Data entries>
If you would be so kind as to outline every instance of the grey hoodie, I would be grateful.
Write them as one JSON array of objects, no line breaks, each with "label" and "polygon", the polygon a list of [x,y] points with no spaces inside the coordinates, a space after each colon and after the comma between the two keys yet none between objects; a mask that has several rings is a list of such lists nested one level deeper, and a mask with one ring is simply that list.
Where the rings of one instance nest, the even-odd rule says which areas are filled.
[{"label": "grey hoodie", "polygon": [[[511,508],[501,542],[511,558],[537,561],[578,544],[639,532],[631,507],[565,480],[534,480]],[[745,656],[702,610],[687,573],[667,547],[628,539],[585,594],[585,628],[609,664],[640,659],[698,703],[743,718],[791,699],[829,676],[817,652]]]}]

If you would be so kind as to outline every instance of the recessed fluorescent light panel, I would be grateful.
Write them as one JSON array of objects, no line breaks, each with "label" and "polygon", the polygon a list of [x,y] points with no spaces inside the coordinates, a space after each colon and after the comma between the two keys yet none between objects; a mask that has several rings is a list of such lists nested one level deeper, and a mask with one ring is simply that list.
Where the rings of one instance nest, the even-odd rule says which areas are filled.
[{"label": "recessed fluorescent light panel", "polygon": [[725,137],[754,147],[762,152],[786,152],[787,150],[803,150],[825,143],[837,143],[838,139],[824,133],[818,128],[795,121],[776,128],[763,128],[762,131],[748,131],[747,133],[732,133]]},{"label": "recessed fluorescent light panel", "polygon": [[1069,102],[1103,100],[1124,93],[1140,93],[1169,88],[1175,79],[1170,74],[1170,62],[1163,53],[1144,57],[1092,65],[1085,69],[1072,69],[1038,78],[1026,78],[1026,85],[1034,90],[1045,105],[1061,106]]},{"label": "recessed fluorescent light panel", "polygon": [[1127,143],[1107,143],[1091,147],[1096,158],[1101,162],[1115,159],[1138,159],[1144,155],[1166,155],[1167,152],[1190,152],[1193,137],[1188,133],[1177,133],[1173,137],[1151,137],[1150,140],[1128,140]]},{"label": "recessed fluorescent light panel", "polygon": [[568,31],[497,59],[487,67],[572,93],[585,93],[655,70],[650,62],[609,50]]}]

PROBLEM TO WORK ON> Produce an exact copy of all the records.

RESULT OF THIS EXERCISE>
If you would be so kind as to outline every instance of the grey hoodie, I would be grateful.
Write them as one JSON array of objects, no line breaks, each with "label" and "polygon", the polygon a list of [x,y] points with no spaces inside the coordinates, a space after each colon and after the comma between the two keys yet none between objects; a mask that has several rings is a list of such lists nested one level deeper, and a mask with one ring is simply that list.
Where the rings of one instance nest, the even-odd rule says which areas are filled.
[{"label": "grey hoodie", "polygon": [[[511,508],[501,542],[511,558],[537,561],[578,544],[639,532],[631,507],[565,480],[534,480]],[[745,656],[702,610],[687,573],[667,547],[628,539],[585,594],[585,628],[609,664],[640,659],[698,703],[743,718],[791,699],[829,676],[817,652]]]}]

If you would be so kind as to outline every instance of the recessed fluorescent light panel, I would be grateful.
Write them as one JSON array of objects, no line breaks, each with "label" and "polygon", the polygon a list of [x,y] points with no spaces inside the coordinates, a space after each colon and after the comma between the two keys yet none between objects; a mask that has several rings is a list of such lists nested one level deeper, and a mask with one ring is simply that list.
Where the rings of one instance nest, the even-odd rule says which areas are filled.
[{"label": "recessed fluorescent light panel", "polygon": [[725,137],[754,147],[762,152],[786,152],[787,150],[803,150],[825,143],[837,143],[838,139],[824,133],[818,128],[795,121],[776,128],[763,128],[762,131],[748,131],[747,133],[732,133]]},{"label": "recessed fluorescent light panel", "polygon": [[1069,102],[1103,100],[1124,93],[1140,93],[1169,88],[1175,79],[1170,74],[1170,62],[1163,53],[1144,57],[1092,65],[1085,69],[1072,69],[1038,78],[1026,78],[1026,85],[1034,90],[1045,105],[1061,106]]},{"label": "recessed fluorescent light panel", "polygon": [[1127,143],[1107,143],[1091,147],[1096,158],[1101,162],[1115,159],[1138,159],[1144,155],[1166,155],[1167,152],[1190,152],[1193,137],[1188,133],[1177,133],[1173,137],[1151,137],[1150,140],[1128,140]]},{"label": "recessed fluorescent light panel", "polygon": [[568,31],[497,59],[487,67],[572,93],[585,93],[655,70],[650,62],[609,50]]}]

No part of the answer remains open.